- **Records from a collection**:
▬▬▬
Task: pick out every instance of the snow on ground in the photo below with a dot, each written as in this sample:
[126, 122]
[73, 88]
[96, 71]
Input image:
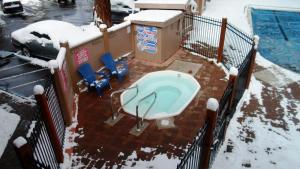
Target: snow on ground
[122, 5]
[8, 124]
[264, 132]
[31, 2]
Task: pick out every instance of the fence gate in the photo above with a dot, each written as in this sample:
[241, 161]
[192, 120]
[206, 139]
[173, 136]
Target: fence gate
[38, 136]
[55, 109]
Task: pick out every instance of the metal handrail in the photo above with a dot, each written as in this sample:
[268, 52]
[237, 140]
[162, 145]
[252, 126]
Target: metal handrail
[115, 115]
[138, 123]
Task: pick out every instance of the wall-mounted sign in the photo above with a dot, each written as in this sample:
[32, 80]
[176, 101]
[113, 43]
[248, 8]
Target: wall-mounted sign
[146, 38]
[81, 55]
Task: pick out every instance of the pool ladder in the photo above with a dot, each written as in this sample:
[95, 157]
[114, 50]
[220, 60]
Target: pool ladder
[140, 122]
[116, 116]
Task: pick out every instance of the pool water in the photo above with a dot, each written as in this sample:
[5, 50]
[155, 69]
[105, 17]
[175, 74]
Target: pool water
[174, 91]
[279, 33]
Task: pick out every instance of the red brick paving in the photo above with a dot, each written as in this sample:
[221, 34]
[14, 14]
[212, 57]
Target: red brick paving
[103, 143]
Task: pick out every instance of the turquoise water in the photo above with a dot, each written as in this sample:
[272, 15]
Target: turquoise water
[173, 94]
[279, 33]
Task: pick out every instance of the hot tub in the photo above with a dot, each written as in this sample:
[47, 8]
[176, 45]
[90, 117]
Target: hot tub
[169, 93]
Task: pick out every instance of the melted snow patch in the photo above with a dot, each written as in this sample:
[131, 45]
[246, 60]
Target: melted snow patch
[158, 161]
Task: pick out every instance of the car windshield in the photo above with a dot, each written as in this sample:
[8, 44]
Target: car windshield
[11, 3]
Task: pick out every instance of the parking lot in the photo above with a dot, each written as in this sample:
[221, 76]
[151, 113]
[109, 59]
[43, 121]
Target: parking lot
[19, 76]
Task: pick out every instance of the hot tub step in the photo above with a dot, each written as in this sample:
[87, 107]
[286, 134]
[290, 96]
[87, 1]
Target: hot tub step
[112, 122]
[134, 131]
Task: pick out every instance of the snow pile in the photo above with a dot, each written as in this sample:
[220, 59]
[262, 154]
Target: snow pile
[122, 5]
[8, 124]
[154, 15]
[32, 3]
[53, 31]
[119, 26]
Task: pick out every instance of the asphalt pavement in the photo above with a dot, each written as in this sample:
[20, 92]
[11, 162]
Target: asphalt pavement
[18, 76]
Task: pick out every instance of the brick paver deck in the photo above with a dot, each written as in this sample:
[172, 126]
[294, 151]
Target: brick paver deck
[102, 144]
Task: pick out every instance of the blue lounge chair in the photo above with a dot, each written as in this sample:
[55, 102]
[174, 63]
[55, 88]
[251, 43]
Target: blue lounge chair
[89, 77]
[116, 68]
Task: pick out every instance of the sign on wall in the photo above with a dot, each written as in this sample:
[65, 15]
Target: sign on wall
[81, 55]
[146, 39]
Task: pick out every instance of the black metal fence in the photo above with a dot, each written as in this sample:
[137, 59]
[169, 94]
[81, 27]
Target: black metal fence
[202, 35]
[191, 160]
[38, 138]
[236, 47]
[56, 112]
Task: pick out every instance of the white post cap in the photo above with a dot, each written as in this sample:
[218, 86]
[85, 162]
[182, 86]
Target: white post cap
[256, 41]
[212, 104]
[19, 142]
[103, 26]
[233, 71]
[38, 90]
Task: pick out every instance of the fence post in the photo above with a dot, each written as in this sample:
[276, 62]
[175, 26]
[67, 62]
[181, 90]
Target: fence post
[252, 62]
[211, 109]
[103, 29]
[24, 153]
[233, 72]
[222, 40]
[46, 116]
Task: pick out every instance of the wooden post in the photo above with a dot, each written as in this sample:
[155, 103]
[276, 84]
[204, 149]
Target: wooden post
[232, 79]
[24, 153]
[222, 40]
[211, 109]
[252, 62]
[133, 39]
[46, 116]
[103, 10]
[64, 97]
[103, 29]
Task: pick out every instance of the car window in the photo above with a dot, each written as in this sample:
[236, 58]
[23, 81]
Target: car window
[40, 35]
[36, 34]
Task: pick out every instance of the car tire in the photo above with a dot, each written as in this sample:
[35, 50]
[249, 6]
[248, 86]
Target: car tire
[26, 52]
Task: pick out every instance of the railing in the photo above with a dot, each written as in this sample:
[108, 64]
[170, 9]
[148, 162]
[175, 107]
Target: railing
[115, 114]
[213, 38]
[139, 123]
[201, 35]
[38, 138]
[192, 157]
[45, 135]
[55, 110]
[237, 46]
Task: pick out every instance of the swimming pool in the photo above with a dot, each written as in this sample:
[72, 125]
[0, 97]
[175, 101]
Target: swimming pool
[279, 33]
[173, 92]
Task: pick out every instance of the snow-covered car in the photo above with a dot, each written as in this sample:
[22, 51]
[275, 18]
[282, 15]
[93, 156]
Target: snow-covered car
[42, 39]
[11, 6]
[65, 1]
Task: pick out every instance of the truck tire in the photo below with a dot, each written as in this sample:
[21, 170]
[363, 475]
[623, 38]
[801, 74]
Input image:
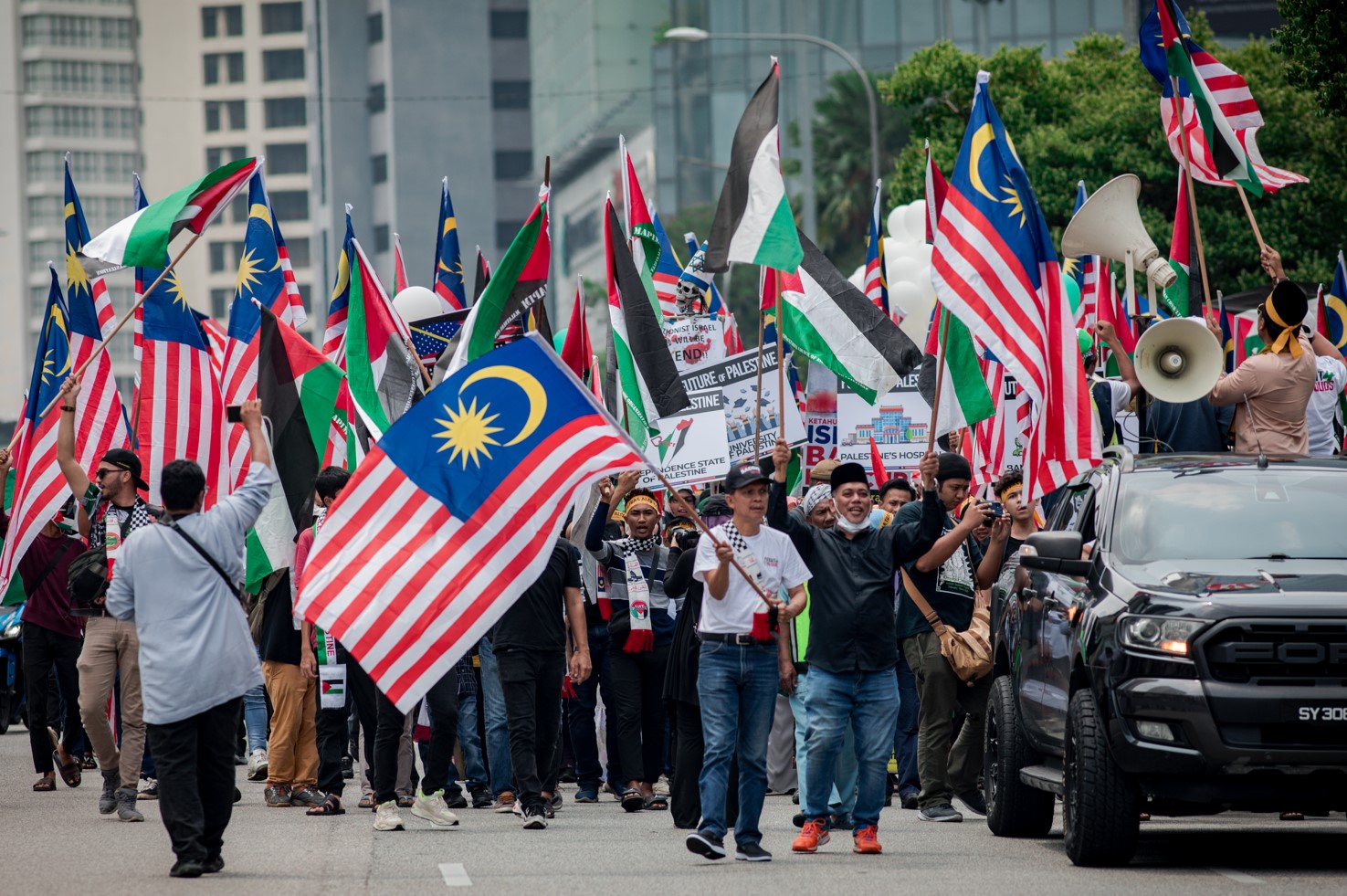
▬▬▬
- **ASSIGNMENT**:
For each entry, repeat its text exactly and leave out any picture it holds.

- **SOLUTION**:
Task: pick out every instance of the snow on ground in the photo below with a dot, each written as in this sample:
[126, 122]
[73, 88]
[96, 71]
Input image:
Target: snow on ground
[122, 5]
[8, 124]
[264, 132]
[31, 2]
Task: pick out every instance of the fence gate in the photo above with a dot, each written as in this sample:
[241, 161]
[192, 120]
[206, 139]
[173, 136]
Target: fence gate
[38, 136]
[55, 109]
Task: pick out every instance of the metal handrail in the photo above with a dot, each written as in this sample:
[268, 52]
[237, 140]
[162, 145]
[252, 126]
Target: metal handrail
[115, 115]
[138, 123]
Task: pick out every instance of the wall-mounted sign in the photo above with a dot, each written as in this sample:
[32, 80]
[176, 101]
[113, 43]
[248, 8]
Target: wall-mounted sign
[146, 38]
[81, 55]
Task: pick out every instance of the pool ladder in the photo above with a dot, each written as in this sample:
[95, 157]
[114, 50]
[220, 60]
Target: pool ladder
[140, 122]
[116, 116]
Task: pick out every instance of the pool water in the photo above with a dot, each written as in this sample:
[5, 50]
[155, 69]
[105, 17]
[175, 74]
Target: pool water
[174, 91]
[279, 33]
Task: pick out every instance of the red brick paving in the photo above with a dot, each written as in this sample:
[221, 34]
[14, 14]
[212, 57]
Target: red brick paving
[103, 143]
Task: pick out every instance of the turquoise water in the photo above with a dot, each written as in this sample:
[272, 15]
Target: turquoise water
[173, 94]
[279, 33]
Task: pick out every instance of the hot tub in the photo above with a dot, each written as in this sample:
[47, 8]
[176, 45]
[90, 117]
Target: hot tub
[169, 93]
Task: pick out every instance of the melted snow patch in the photo above with a dot, each written as in this sample:
[131, 45]
[246, 60]
Target: melted snow patch
[158, 161]
Task: pick out every instance of the car windshield in the photo above with a dot, each written as in this sample:
[8, 44]
Target: car windshield
[11, 3]
Task: pick out every instance of the parking lot in the photo above with a dot, each written as in this sample:
[221, 76]
[151, 113]
[109, 59]
[43, 121]
Target: parking lot
[19, 76]
Task: pick out every instance of the hot tub step in the photo above with a dot, each written as in this sample:
[87, 107]
[286, 134]
[290, 96]
[87, 1]
Target: hot tub step
[112, 122]
[134, 131]
Task: pick out every instance of the snow pile in the photo above with a dot, each written as in this sample:
[220, 59]
[262, 154]
Target: snow pile
[122, 5]
[8, 124]
[154, 15]
[32, 3]
[53, 31]
[119, 26]
Task: pick out every instance of the asphalt pavement in the photo above with a dot, each written as in this sample:
[20, 92]
[11, 162]
Target: asphalt pavement
[18, 76]
Task: pick out every instance of the brick paver deck in the photo above with a dot, each written as in this sample:
[172, 126]
[294, 151]
Target: brick paver deck
[102, 144]
Task: pick out every instance of the blue lounge chair in the photo above with a dot, each written as in this sample:
[55, 102]
[174, 63]
[55, 88]
[251, 43]
Target: blue lounge chair
[89, 77]
[116, 68]
Task: pick out every instance of the sign on wall in the photo above with a dot, each written as in this sample:
[65, 15]
Target: sign on wall
[81, 55]
[146, 39]
Task: pick out every instance of the black metal fence in the photo above with a dot, each written as in this sample:
[137, 59]
[169, 94]
[81, 27]
Target: black metal fence
[202, 35]
[191, 160]
[38, 138]
[236, 47]
[56, 112]
Task: pick out every instance of the white post cap in the photo above with a dot, each written as in this sample:
[218, 86]
[85, 162]
[182, 86]
Target: white post cap
[256, 41]
[212, 104]
[19, 142]
[103, 26]
[233, 71]
[38, 90]
Task: pick out every instance of the fence post in the photo above with a dot, each written as in this sample:
[276, 62]
[175, 26]
[67, 62]
[181, 90]
Target: fence post
[252, 62]
[211, 109]
[103, 29]
[24, 153]
[233, 72]
[222, 40]
[46, 116]
Task: pick out every instance of the wooden post in the photo above with a dot, each written as in this sample:
[155, 103]
[276, 84]
[204, 149]
Target: wooden post
[232, 79]
[24, 153]
[222, 40]
[211, 109]
[252, 62]
[133, 39]
[46, 116]
[103, 10]
[64, 97]
[103, 29]
Task: pick out every instance of the car window in the photo above with a dot, each written as in this sample:
[236, 58]
[23, 81]
Target: car window
[40, 35]
[36, 34]
Task: pick out every instance of the car tire in the photo above with a dot, each written as in this sample:
[35, 50]
[249, 6]
[248, 86]
Target: car tire
[26, 52]
Task: pick out every instance of the railing in the photo above with a dot, each written as in this sample:
[108, 64]
[170, 9]
[148, 162]
[175, 107]
Target: railing
[115, 114]
[213, 38]
[139, 123]
[201, 35]
[38, 138]
[192, 157]
[45, 135]
[55, 110]
[237, 46]
Task: pick out every instance of the swimming pool in the photo above with a dot, each written as in this sample:
[72, 125]
[0, 97]
[175, 101]
Target: swimming pool
[279, 33]
[173, 92]
Task: pick out every instance of the snow-covered car in the photo above with a dot, each written as in this sample:
[22, 51]
[275, 18]
[282, 15]
[93, 156]
Target: snow-covered car
[42, 39]
[11, 6]
[65, 1]
Task: pick out every instance of the truck tire in the photo below with a dot, each written as in this sample:
[21, 170]
[363, 475]
[623, 38]
[801, 74]
Input image:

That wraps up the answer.